--- begin Passage shown ---

# Sizing motors

This article is dedicated to motor sizing. Althrough it is dedicated to robotics and electrical motors, it can easily be extended to any application or other kind of motors.

## Problem specifications

Let’s consider a wheeled robot that climb up an inclinated plane:

Figure a.

The wheeled robot illustrated on figure a. have the following specifications:

• weight $m$[$Kg$],
• wheel diameter $D$[$m$],
• maximum velocity of the robot $v$[$m.s^{-1}$],
• maximum acceleration of the robot $a$[$m.s^{-2}$],
• angle of the greater positive slope to climb up $\alpha$[$rad$],
• gear ratio between the motor and the wheel $R$.
• efficiency of the gear box $\eta$.

Properties to determine :

• torque on wheel shaft $\tau_{wheel}$[$N.m$],
• torque on motor shaft $\tau_{motor}$[$N.m$],
• angular velocity of wheel shaft $\omega_{wheel}$[$rad.s^{-1}$ and $rpm$],
• angular velocity of motor shaft $\omega_{motor}$[$rad.s^{-1}$ and $rpm$],
• power of the motor $P_{motor}$[$W$].

--- end Passage shown ---
--- begin Supplied material ---

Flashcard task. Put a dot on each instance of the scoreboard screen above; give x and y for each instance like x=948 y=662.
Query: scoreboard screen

--- end Supplied material ---

▸ What to do
Give again the part of the motor sizing article that opens with the words "The wheeled robot" and closes with "the wheel $R$.", swapping "maximum velocity" for "top speed".

▸ Answer to this task
The wheeled robot illustrated on figure a. have the following specifications:

• weight $m$[$Kg$],
• wheel diameter $D$[$m$],
• top speed of the robot $v$[$m.s^{-1}$],
• maximum acceleration of the robot $a$[$m.s^{-2}$],
• angle of the greater positive slope to climb up $\alpha$[$rad$],
• gear ratio between the motor and the wheel $R$.